Of these contenders, SONY was clearly ruled out because they are a content owner and there’s no way the rest of the industry would pay a technology tax to a competitor (much as Nokia’s Symbian never gained much traction with the other biggies, because it was too tied to Nokia). Microsoft was a non-starter, because they are too obviously powerful and the music industry could see a hostile takeover coming a mile away. But cute, cuddly Apple wouldn’t harm anyone! So iTunes and AAC were roundly and widely embraced, and Apple succeeded in turning the distribution and playing of legal digital music into a virtual monopoly. Apple played a masterful game, and took full advantage of the music industry’s fear.

The joyful irony in this of course is Steve Jobs recent call for the music industry to adopt DRM-free distribution, giving Apple the moral high ground. Very, very nicely played indeed!

A few years back I was in Davos, at the World Economic Forum. It was perhaps 2002 or 2003, a few years after the dot-com bust. It was the early days of the iPaq, everyone at the conference had been loaned one. I remember clearly sitting in on a session that was more or less a CEO confessional, a sort of absolution-by-admission-of-stupidity gig. One by one, some well known figures stood up and told horror stories about how they’d let the inmates run the asylum, and allowed twenty-something year olds to tell them how to spend their shareholder capital on dot-com projects. This was really interesting to me, as I’d spent the dot-com period telling big companies NOT to over-invest, and to focus on improving their relationships with existing customers and partners using the net, not taking over the world overnight.

But the real kicker came at the very end, when the head of SONY USA, also responsible for its music division, Sir Stringer, stood up to make his peace. He gloated on at length about how SONY had NOT invested in the dot-com, and thus how he felt he must be the only person in the room who had not been taken in by the kids. It was a very funny, very witty speech that earned a round of applause and laughter. I was left wondering whether he had any clue whatsoever how many songs would fit on the iPaq in his pocket, or how long it would take to download them. I suspected not. Of all the CEO’s who had spoken that day, I thought he was the one most likely to be hit hard, and soon, by the digital train.

Sir Stringer is now CEO of SONY worldwide. Funny, then, that the SONY PS3 should have been delayed so that work could be completed on its DRM system.

Some bad ideas are just too attractive to die, once and for all.

91 comments:

  1. Luis "Dextro" Nabais says: (permalink)
    April 7th, 2007 at 8:16 pm

    I have to say I usually just ready your blog but after reading this text I felt a need to give you my round of applause for such a great text. That last bit about that meeting was just the cherry on the top of the cake to me, I really laughed out loud imagining those guys speaking about the dot-coms like the vatican probably spoke of the theory of evolution when it came out: Pricesless.

  2. Stat(ing) My Mind » Arquivo » DRM by Mark Shuttleworth says: (permalink)

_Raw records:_
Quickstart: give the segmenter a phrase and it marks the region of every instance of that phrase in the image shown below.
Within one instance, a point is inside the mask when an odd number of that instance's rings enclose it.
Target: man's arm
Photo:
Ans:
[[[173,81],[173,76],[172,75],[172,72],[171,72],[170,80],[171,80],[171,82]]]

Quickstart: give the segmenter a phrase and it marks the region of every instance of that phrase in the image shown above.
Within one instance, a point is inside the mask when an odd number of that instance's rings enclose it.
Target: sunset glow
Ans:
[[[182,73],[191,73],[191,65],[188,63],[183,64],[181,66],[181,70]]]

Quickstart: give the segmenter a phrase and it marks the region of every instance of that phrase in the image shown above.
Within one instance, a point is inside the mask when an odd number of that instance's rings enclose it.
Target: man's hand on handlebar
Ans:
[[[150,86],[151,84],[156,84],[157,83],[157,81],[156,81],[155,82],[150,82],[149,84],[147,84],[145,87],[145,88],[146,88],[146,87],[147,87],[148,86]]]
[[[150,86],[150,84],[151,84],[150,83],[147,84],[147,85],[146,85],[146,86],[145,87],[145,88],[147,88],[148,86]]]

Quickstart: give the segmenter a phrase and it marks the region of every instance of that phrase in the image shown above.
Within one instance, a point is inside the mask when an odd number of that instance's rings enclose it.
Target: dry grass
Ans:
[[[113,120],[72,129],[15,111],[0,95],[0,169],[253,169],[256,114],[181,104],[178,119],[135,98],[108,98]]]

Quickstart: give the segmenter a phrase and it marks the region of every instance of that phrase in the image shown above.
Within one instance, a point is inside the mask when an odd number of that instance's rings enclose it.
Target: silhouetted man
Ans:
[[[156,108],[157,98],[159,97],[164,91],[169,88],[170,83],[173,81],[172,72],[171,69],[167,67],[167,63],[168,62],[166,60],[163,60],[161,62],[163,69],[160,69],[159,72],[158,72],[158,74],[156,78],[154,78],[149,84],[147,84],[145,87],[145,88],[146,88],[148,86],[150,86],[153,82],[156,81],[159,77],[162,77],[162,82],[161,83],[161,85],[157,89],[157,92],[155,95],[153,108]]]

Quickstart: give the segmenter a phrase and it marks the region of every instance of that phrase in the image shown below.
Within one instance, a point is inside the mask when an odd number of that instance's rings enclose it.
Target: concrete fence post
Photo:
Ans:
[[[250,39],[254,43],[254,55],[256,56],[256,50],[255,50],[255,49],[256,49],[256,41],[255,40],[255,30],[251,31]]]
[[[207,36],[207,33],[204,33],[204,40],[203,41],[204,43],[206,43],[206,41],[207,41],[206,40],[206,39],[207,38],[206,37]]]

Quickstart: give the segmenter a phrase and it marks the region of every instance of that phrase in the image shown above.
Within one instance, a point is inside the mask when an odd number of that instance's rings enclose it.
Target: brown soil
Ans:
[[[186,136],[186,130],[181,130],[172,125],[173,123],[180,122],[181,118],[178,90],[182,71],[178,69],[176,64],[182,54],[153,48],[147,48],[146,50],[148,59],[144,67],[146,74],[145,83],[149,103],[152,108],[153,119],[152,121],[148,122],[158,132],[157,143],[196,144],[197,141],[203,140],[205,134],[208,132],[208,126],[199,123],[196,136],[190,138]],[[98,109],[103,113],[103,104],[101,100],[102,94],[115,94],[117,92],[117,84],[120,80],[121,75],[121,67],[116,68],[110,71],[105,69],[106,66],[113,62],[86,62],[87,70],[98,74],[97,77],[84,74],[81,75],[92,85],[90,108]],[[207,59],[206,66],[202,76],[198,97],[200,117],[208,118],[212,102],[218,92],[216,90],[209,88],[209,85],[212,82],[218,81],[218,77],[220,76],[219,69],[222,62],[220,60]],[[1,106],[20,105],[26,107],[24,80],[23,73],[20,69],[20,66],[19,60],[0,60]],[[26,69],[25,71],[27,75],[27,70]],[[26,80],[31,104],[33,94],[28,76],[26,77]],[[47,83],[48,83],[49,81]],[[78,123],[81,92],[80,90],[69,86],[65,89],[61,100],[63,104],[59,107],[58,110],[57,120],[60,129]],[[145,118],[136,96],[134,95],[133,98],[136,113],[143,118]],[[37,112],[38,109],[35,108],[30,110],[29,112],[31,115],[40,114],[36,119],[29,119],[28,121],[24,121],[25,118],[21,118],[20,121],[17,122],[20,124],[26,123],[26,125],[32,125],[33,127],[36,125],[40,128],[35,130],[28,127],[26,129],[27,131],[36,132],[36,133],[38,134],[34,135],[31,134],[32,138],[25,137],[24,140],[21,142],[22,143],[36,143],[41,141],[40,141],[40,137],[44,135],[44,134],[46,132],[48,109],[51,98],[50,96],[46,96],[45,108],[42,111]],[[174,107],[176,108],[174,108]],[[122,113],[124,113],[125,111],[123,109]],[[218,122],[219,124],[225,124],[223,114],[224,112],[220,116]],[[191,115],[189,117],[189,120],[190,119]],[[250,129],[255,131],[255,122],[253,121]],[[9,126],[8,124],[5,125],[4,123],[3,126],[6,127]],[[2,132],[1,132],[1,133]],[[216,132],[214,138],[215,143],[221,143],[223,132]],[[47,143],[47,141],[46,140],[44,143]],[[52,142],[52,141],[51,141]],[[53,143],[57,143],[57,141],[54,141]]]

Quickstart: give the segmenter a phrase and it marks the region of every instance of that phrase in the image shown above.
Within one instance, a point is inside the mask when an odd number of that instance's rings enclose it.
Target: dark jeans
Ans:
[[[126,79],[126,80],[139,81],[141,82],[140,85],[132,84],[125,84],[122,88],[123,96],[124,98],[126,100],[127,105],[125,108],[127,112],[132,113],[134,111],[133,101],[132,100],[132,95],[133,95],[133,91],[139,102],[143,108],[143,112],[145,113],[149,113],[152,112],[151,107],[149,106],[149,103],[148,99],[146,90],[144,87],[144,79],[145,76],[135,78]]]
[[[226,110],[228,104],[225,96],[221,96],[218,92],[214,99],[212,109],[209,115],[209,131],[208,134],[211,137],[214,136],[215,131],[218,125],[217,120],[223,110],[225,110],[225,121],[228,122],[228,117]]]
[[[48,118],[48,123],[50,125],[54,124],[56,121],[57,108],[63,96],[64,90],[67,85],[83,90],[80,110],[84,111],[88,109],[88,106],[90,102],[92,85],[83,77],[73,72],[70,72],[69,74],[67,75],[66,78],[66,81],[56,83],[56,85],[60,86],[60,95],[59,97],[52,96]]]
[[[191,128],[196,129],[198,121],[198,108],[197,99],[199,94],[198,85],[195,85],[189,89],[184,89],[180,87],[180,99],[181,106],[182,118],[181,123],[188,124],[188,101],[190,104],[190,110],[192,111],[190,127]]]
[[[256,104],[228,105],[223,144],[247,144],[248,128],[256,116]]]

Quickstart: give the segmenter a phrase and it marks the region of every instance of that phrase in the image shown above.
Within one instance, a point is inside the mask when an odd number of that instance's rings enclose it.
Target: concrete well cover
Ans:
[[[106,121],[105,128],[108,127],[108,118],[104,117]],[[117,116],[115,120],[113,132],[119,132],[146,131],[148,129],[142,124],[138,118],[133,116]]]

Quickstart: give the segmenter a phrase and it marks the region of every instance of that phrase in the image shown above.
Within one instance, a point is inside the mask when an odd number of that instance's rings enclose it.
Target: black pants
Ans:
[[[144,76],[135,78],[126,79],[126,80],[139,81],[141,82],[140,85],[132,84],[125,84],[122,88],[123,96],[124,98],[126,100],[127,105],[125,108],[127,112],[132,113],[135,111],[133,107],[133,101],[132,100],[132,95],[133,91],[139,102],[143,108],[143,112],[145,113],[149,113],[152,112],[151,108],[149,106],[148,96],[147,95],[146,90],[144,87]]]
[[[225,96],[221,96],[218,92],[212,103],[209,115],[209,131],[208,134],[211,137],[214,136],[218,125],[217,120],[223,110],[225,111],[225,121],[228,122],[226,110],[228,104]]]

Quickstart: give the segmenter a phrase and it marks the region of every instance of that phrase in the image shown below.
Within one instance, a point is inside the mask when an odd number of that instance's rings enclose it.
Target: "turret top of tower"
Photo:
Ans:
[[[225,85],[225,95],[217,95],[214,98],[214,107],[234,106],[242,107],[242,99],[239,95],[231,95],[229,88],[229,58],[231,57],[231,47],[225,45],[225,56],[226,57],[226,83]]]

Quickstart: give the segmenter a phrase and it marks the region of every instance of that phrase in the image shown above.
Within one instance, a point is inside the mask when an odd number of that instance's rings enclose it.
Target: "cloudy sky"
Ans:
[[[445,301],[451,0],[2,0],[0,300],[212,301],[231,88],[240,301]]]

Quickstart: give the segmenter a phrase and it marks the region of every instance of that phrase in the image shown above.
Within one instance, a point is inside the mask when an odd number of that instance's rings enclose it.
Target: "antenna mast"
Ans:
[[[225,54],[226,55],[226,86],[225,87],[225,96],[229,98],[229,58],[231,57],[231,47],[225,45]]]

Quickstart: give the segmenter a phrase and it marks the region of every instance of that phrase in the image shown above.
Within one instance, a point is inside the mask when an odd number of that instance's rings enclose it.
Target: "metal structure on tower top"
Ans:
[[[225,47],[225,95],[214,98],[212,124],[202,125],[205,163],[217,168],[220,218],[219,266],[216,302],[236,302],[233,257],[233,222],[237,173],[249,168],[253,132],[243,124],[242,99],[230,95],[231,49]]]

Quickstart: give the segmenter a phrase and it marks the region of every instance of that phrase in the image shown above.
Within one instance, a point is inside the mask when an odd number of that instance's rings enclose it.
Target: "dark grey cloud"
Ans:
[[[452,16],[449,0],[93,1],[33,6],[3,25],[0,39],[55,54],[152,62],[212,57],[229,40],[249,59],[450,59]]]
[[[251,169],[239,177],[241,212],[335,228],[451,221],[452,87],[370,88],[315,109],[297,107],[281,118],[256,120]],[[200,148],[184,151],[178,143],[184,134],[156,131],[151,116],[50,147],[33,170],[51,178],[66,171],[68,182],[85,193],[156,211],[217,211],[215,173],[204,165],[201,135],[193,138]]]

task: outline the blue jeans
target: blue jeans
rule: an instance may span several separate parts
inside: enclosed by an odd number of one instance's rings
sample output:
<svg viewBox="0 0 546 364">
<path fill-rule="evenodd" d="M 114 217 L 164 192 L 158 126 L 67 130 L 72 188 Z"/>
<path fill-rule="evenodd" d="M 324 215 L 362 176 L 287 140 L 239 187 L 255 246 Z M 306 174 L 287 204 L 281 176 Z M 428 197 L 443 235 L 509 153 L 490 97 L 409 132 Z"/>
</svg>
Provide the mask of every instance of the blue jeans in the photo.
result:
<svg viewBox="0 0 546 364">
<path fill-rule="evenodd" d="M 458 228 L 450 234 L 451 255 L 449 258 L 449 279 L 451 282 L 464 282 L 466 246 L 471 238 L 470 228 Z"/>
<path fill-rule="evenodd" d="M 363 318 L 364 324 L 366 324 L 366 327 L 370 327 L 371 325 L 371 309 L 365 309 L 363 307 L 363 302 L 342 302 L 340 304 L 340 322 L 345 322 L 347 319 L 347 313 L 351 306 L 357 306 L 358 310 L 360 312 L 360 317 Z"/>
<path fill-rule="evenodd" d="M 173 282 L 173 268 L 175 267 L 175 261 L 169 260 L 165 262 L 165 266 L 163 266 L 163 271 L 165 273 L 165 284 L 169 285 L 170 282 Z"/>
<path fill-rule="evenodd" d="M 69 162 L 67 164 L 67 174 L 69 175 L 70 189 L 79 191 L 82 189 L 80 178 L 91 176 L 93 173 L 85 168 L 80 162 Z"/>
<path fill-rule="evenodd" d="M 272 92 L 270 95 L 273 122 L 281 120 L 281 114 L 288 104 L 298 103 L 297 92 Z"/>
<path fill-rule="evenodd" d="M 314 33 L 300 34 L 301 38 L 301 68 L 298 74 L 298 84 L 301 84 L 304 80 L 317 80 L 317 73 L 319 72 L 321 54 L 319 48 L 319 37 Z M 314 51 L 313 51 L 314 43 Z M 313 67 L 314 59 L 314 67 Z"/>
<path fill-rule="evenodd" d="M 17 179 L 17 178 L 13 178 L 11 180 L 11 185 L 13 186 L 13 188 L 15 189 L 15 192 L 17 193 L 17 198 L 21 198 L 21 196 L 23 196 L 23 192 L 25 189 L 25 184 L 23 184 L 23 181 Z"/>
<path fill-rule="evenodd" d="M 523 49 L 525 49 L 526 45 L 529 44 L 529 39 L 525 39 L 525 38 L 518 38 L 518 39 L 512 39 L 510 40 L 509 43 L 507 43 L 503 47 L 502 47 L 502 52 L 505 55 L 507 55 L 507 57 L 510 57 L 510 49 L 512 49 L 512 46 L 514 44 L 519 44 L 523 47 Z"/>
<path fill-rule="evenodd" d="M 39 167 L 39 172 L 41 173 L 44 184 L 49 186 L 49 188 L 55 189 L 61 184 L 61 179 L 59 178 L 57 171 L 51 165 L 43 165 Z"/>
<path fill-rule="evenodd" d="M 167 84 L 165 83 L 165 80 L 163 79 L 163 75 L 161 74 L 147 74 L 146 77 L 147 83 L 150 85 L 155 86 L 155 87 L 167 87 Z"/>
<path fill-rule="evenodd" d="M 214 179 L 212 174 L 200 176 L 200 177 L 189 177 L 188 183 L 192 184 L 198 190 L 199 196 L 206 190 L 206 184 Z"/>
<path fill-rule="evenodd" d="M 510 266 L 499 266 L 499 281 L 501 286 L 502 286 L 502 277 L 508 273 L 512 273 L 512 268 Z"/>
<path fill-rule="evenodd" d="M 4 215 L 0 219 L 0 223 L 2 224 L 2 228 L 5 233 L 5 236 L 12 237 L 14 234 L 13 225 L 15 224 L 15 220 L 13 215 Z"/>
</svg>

_Prompt 1:_
According to the blog post on DRM, why was SONY ruled out as a contender?
_Prompt 2:_
Write out the blog post on DRM from "A few years back" up to and including "the world overnight.".

_Written reply 1:_
SONY is a content owner, and the rest of the industry would not pay a technology tax to a competitor.

_Written reply 2:_
A few years back I was in Davos, at the World Economic Forum. It was perhaps 2002 or 2003, a few years after the dot-com bust. It was the early days of the iPaq, everyone at the conference had been loaned one. I remember clearly sitting in on a session that was more or less a CEO confessional, a sort of absolution-by-admission-of-stupidity gig. One by one, some well known figures stood up and told horror stories about how they’d let the inmates run the asylum, and allowed twenty-something year olds to tell them how to spend their shareholder capital on dot-com projects. This was really interesting to me, as I’d spent the dot-com period telling big companies NOT to over-invest, and to focus on improving their relationships with existing customers and partners using the net, not taking over the world overnight.